● **Stated task**
Repeat every one of the lines below word for word, leaving the pictures out of your answer.

** begin Extracted material **

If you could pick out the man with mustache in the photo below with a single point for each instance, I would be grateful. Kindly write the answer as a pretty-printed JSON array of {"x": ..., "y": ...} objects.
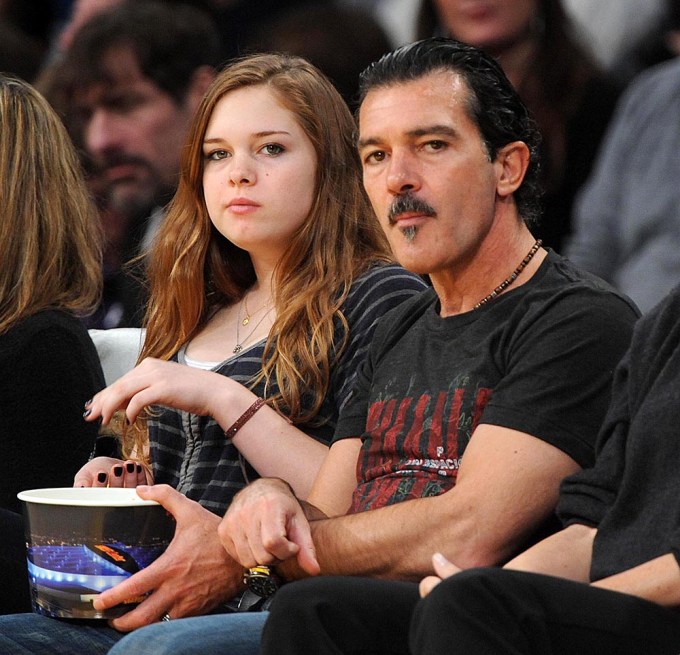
[
  {"x": 476, "y": 399},
  {"x": 131, "y": 79}
]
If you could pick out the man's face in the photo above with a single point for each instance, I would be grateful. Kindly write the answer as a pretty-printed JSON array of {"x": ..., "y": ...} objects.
[
  {"x": 133, "y": 132},
  {"x": 427, "y": 172}
]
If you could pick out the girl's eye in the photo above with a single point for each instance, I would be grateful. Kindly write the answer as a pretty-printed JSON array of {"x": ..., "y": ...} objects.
[
  {"x": 216, "y": 155},
  {"x": 273, "y": 149},
  {"x": 376, "y": 156}
]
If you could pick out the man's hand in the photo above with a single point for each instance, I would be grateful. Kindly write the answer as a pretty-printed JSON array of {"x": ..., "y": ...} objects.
[
  {"x": 192, "y": 577},
  {"x": 443, "y": 568},
  {"x": 265, "y": 524}
]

** end Extracted material **

● **Output for this exercise**
If you could pick out the man with mustache in the photo below with a single point for each instance, I would be grateful. Kindly write the answer as a pretty-printed JSON array of {"x": ..., "y": ...} objects.
[
  {"x": 476, "y": 399},
  {"x": 131, "y": 79}
]
If you could pick out the man's face in the photo above with a single point for each instance, I would be grateful. Kindly write the answer as a pretty-printed JSON array of {"x": ..., "y": ...} objects.
[
  {"x": 133, "y": 132},
  {"x": 427, "y": 172}
]
If you could pick out the girl's eye in the photo above with a single point for each instance, I would be grateful. Kindly write the answer as a pretty-printed JSON array of {"x": ..., "y": ...} objects.
[
  {"x": 216, "y": 155},
  {"x": 273, "y": 149},
  {"x": 376, "y": 156}
]
If you could pick out the man's hand in the photo above with a single point for each instance, I would be grateful. Kindly write the answer as a pretty-printed JSON array of {"x": ..., "y": ...} objects.
[
  {"x": 192, "y": 577},
  {"x": 443, "y": 568},
  {"x": 265, "y": 524}
]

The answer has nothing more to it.